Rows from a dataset
◇ ◇ ◇ ◇ ◇ ◇ ◇
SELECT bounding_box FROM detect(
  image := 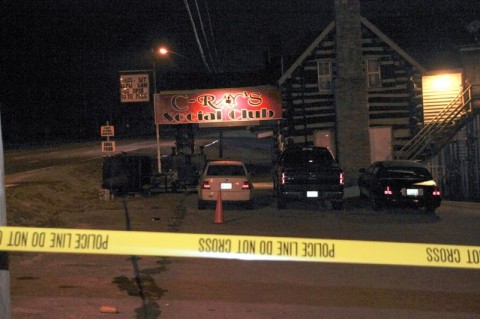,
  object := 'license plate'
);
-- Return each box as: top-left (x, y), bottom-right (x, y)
top-left (407, 188), bottom-right (423, 196)
top-left (307, 191), bottom-right (318, 197)
top-left (220, 183), bottom-right (232, 189)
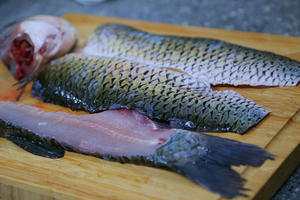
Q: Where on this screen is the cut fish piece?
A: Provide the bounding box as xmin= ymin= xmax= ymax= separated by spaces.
xmin=32 ymin=54 xmax=269 ymax=133
xmin=80 ymin=24 xmax=300 ymax=86
xmin=0 ymin=101 xmax=273 ymax=197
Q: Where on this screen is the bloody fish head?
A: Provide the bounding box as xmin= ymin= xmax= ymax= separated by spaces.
xmin=3 ymin=33 xmax=34 ymax=80
xmin=0 ymin=15 xmax=76 ymax=98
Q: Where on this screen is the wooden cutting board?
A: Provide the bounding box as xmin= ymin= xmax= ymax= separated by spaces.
xmin=0 ymin=14 xmax=300 ymax=200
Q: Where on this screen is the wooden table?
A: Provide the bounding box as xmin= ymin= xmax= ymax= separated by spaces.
xmin=0 ymin=14 xmax=300 ymax=200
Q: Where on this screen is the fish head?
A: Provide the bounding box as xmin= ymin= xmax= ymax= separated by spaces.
xmin=0 ymin=15 xmax=76 ymax=81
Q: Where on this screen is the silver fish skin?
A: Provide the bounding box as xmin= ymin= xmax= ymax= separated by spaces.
xmin=0 ymin=101 xmax=273 ymax=198
xmin=80 ymin=24 xmax=300 ymax=86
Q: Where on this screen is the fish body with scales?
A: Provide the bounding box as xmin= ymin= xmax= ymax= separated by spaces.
xmin=80 ymin=24 xmax=300 ymax=86
xmin=32 ymin=54 xmax=269 ymax=133
xmin=0 ymin=101 xmax=273 ymax=198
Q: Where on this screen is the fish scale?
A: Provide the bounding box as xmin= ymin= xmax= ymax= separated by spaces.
xmin=32 ymin=54 xmax=269 ymax=133
xmin=81 ymin=24 xmax=300 ymax=86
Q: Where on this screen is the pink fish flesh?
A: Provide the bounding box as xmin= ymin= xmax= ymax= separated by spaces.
xmin=0 ymin=101 xmax=272 ymax=197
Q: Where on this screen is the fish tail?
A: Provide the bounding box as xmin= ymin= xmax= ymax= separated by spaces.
xmin=153 ymin=130 xmax=274 ymax=198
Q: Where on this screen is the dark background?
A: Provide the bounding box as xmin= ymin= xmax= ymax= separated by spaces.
xmin=0 ymin=0 xmax=300 ymax=200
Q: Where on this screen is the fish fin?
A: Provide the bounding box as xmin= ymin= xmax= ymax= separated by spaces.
xmin=171 ymin=159 xmax=248 ymax=198
xmin=4 ymin=134 xmax=65 ymax=158
xmin=154 ymin=130 xmax=274 ymax=198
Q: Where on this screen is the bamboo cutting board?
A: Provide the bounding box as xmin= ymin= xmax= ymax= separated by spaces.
xmin=0 ymin=14 xmax=300 ymax=200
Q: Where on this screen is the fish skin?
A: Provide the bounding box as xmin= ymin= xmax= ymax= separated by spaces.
xmin=80 ymin=24 xmax=300 ymax=86
xmin=32 ymin=54 xmax=269 ymax=134
xmin=0 ymin=101 xmax=273 ymax=198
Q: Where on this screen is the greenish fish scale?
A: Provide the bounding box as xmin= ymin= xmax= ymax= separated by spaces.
xmin=32 ymin=54 xmax=269 ymax=133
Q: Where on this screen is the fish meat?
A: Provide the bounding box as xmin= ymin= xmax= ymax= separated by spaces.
xmin=0 ymin=15 xmax=77 ymax=98
xmin=80 ymin=24 xmax=300 ymax=86
xmin=0 ymin=101 xmax=273 ymax=198
xmin=32 ymin=54 xmax=269 ymax=133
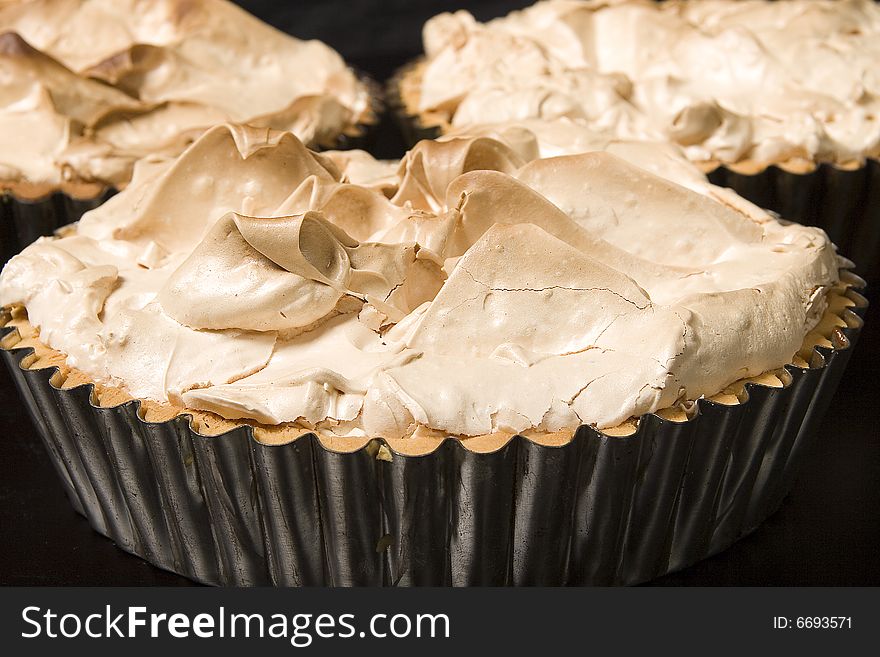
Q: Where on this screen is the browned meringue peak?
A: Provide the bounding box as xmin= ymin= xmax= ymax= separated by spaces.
xmin=0 ymin=32 xmax=144 ymax=187
xmin=0 ymin=0 xmax=369 ymax=131
xmin=391 ymin=137 xmax=526 ymax=213
xmin=322 ymin=148 xmax=400 ymax=198
xmin=440 ymin=119 xmax=708 ymax=193
xmin=156 ymin=212 xmax=443 ymax=331
xmin=79 ymin=125 xmax=340 ymax=252
xmin=411 ymin=0 xmax=880 ymax=164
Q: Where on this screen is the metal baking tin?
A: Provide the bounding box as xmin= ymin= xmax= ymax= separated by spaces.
xmin=3 ymin=282 xmax=867 ymax=586
xmin=0 ymin=189 xmax=115 ymax=267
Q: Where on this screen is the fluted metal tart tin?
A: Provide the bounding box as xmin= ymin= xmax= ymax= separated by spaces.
xmin=3 ymin=282 xmax=867 ymax=586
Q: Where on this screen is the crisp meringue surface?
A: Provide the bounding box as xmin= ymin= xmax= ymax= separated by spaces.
xmin=0 ymin=0 xmax=370 ymax=195
xmin=0 ymin=126 xmax=838 ymax=438
xmin=413 ymin=0 xmax=880 ymax=166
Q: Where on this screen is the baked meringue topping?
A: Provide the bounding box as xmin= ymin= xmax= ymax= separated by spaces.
xmin=0 ymin=126 xmax=839 ymax=438
xmin=0 ymin=0 xmax=370 ymax=196
xmin=405 ymin=0 xmax=880 ymax=167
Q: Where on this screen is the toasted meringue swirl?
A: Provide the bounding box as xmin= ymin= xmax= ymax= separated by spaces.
xmin=0 ymin=126 xmax=838 ymax=438
xmin=0 ymin=0 xmax=370 ymax=195
xmin=411 ymin=0 xmax=880 ymax=166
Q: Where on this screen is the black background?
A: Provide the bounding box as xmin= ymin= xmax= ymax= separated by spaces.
xmin=0 ymin=0 xmax=880 ymax=586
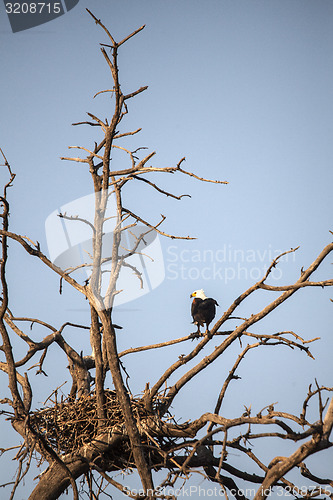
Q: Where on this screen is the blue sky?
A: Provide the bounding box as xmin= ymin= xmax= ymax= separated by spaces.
xmin=0 ymin=0 xmax=333 ymax=496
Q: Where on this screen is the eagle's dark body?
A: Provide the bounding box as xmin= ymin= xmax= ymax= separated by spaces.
xmin=191 ymin=290 xmax=218 ymax=333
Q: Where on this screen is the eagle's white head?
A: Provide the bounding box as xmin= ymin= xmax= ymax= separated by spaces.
xmin=190 ymin=288 xmax=207 ymax=300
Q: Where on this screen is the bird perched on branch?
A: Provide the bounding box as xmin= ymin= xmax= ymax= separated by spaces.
xmin=190 ymin=290 xmax=218 ymax=335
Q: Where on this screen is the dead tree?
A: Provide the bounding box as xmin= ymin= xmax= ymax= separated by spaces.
xmin=0 ymin=11 xmax=333 ymax=500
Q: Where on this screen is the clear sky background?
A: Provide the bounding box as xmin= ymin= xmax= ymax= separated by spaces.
xmin=0 ymin=0 xmax=333 ymax=499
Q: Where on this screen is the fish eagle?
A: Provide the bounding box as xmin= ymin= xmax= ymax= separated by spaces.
xmin=190 ymin=290 xmax=218 ymax=335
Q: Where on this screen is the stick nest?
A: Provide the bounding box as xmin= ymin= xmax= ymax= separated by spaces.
xmin=30 ymin=391 xmax=150 ymax=454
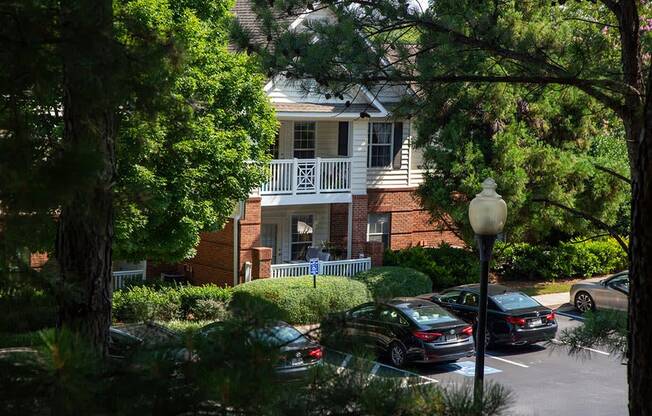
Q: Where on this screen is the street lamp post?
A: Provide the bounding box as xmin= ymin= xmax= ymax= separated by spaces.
xmin=469 ymin=178 xmax=507 ymax=409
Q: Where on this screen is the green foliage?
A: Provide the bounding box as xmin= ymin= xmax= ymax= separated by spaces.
xmin=384 ymin=244 xmax=480 ymax=290
xmin=231 ymin=276 xmax=371 ymax=324
xmin=559 ymin=310 xmax=629 ymax=357
xmin=0 ymin=0 xmax=277 ymax=266
xmin=0 ymin=322 xmax=509 ymax=416
xmin=353 ymin=266 xmax=432 ymax=299
xmin=494 ymin=239 xmax=628 ymax=280
xmin=113 ymin=285 xmax=231 ymax=322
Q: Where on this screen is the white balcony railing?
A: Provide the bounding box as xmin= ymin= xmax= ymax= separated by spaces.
xmin=260 ymin=158 xmax=351 ymax=195
xmin=112 ymin=270 xmax=145 ymax=291
xmin=272 ymin=257 xmax=371 ymax=277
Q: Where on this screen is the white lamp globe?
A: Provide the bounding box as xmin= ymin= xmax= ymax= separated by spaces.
xmin=469 ymin=178 xmax=507 ymax=235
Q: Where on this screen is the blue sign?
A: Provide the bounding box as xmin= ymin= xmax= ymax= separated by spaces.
xmin=310 ymin=259 xmax=319 ymax=276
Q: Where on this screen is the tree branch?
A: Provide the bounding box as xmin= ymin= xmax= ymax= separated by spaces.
xmin=532 ymin=198 xmax=629 ymax=255
xmin=593 ymin=164 xmax=632 ymax=185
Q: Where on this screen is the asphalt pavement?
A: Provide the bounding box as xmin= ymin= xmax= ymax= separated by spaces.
xmin=327 ymin=306 xmax=627 ymax=416
xmin=410 ymin=311 xmax=627 ymax=416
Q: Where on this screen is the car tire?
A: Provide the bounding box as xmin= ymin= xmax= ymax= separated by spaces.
xmin=388 ymin=342 xmax=407 ymax=368
xmin=574 ymin=291 xmax=595 ymax=312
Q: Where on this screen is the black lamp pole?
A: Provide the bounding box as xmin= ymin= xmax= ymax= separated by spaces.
xmin=473 ymin=235 xmax=496 ymax=411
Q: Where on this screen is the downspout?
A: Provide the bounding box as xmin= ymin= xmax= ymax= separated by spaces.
xmin=233 ymin=201 xmax=244 ymax=286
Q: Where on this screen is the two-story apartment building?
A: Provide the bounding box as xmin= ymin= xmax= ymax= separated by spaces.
xmin=178 ymin=0 xmax=458 ymax=284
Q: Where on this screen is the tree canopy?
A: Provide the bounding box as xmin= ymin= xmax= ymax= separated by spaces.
xmin=0 ymin=0 xmax=276 ymax=261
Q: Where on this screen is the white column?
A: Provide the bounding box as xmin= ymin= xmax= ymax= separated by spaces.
xmin=346 ymin=201 xmax=353 ymax=259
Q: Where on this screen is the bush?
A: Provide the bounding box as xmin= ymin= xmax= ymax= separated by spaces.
xmin=113 ymin=285 xmax=231 ymax=322
xmin=494 ymin=238 xmax=627 ymax=280
xmin=384 ymin=244 xmax=480 ymax=290
xmin=231 ymin=276 xmax=372 ymax=324
xmin=354 ymin=266 xmax=432 ymax=299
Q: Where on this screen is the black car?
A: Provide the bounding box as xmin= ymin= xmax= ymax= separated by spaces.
xmin=341 ymin=298 xmax=475 ymax=367
xmin=422 ymin=284 xmax=557 ymax=346
xmin=200 ymin=321 xmax=323 ymax=380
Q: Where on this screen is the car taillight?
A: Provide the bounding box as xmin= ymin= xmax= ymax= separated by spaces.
xmin=505 ymin=316 xmax=525 ymax=326
xmin=308 ymin=347 xmax=324 ymax=360
xmin=412 ymin=331 xmax=442 ymax=342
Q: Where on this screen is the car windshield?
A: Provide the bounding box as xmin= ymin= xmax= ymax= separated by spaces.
xmin=491 ymin=292 xmax=540 ymax=311
xmin=251 ymin=326 xmax=305 ymax=346
xmin=405 ymin=305 xmax=456 ymax=325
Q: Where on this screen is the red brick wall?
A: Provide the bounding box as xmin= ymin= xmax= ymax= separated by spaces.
xmin=347 ymin=195 xmax=369 ymax=259
xmin=186 ymin=220 xmax=234 ymax=285
xmin=29 ymin=253 xmax=48 ymax=270
xmin=365 ymin=188 xmax=464 ymax=250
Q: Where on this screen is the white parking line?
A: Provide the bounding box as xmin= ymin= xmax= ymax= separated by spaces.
xmin=552 ymin=338 xmax=611 ymax=356
xmin=485 ymin=354 xmax=530 ymax=368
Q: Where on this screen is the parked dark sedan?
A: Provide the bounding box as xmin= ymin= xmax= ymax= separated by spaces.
xmin=200 ymin=321 xmax=323 ymax=380
xmin=342 ymin=298 xmax=474 ymax=367
xmin=421 ymin=284 xmax=557 ymax=346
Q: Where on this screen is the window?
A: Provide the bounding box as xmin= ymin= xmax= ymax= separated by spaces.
xmin=290 ymin=215 xmax=313 ymax=261
xmin=294 ymin=121 xmax=316 ymax=159
xmin=368 ymin=123 xmax=393 ymax=168
xmin=380 ymin=307 xmax=408 ymax=325
xmin=461 ymin=292 xmax=478 ymax=306
xmin=367 ymin=214 xmax=389 ymax=250
xmin=491 ymin=292 xmax=541 ymax=311
xmin=406 ymin=305 xmax=456 ymax=325
xmin=269 ymin=132 xmax=279 ymax=159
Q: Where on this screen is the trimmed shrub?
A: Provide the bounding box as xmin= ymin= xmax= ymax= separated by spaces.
xmin=494 ymin=238 xmax=627 ymax=280
xmin=384 ymin=244 xmax=480 ymax=290
xmin=113 ymin=285 xmax=232 ymax=322
xmin=231 ymin=276 xmax=372 ymax=324
xmin=353 ymin=266 xmax=432 ymax=299
xmin=113 ymin=286 xmax=181 ymax=322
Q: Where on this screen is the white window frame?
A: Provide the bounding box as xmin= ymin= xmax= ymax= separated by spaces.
xmin=288 ymin=213 xmax=316 ymax=263
xmin=292 ymin=121 xmax=317 ymax=159
xmin=367 ymin=121 xmax=394 ymax=169
xmin=367 ymin=212 xmax=392 ymax=249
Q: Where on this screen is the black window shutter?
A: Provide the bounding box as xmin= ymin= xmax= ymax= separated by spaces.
xmin=337 ymin=121 xmax=349 ymax=156
xmin=392 ymin=122 xmax=403 ymax=169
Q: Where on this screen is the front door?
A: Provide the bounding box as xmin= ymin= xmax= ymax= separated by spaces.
xmin=260 ymin=224 xmax=280 ymax=264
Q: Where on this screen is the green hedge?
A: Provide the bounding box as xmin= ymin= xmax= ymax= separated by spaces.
xmin=384 ymin=244 xmax=480 ymax=290
xmin=494 ymin=238 xmax=627 ymax=280
xmin=113 ymin=285 xmax=232 ymax=322
xmin=354 ymin=266 xmax=432 ymax=299
xmin=231 ymin=276 xmax=372 ymax=324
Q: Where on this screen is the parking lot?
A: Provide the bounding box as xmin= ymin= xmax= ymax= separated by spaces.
xmin=326 ymin=308 xmax=627 ymax=416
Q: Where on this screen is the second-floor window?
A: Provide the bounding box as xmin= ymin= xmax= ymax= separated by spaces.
xmin=294 ymin=121 xmax=317 ymax=159
xmin=367 ymin=213 xmax=390 ymax=250
xmin=367 ymin=123 xmax=393 ymax=168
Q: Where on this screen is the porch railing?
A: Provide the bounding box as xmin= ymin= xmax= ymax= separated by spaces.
xmin=260 ymin=157 xmax=351 ymax=195
xmin=112 ymin=270 xmax=145 ymax=290
xmin=272 ymin=257 xmax=371 ymax=277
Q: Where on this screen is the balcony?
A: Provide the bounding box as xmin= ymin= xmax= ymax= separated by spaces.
xmin=260 ymin=157 xmax=351 ymax=205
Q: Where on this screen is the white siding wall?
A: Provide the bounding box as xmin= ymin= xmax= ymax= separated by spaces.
xmin=365 ymin=121 xmax=413 ymax=188
xmin=261 ymin=204 xmax=330 ymax=262
xmin=278 ymin=121 xmax=338 ymax=159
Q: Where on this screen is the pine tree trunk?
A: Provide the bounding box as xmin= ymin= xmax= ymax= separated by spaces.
xmin=628 ymin=112 xmax=652 ymax=416
xmin=55 ymin=0 xmax=116 ymax=354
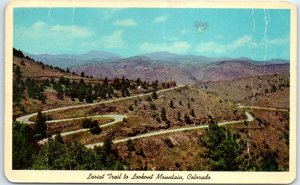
◇ ◇ ◇ ◇ ◇ ◇ ◇
## Objective
Select each line in the rows above that contains the word "body", and copy those lines out.

## Result of this task
Q: Where on this screen is the fish body with scales?
Q: Where on this screen is the eagle's dark body?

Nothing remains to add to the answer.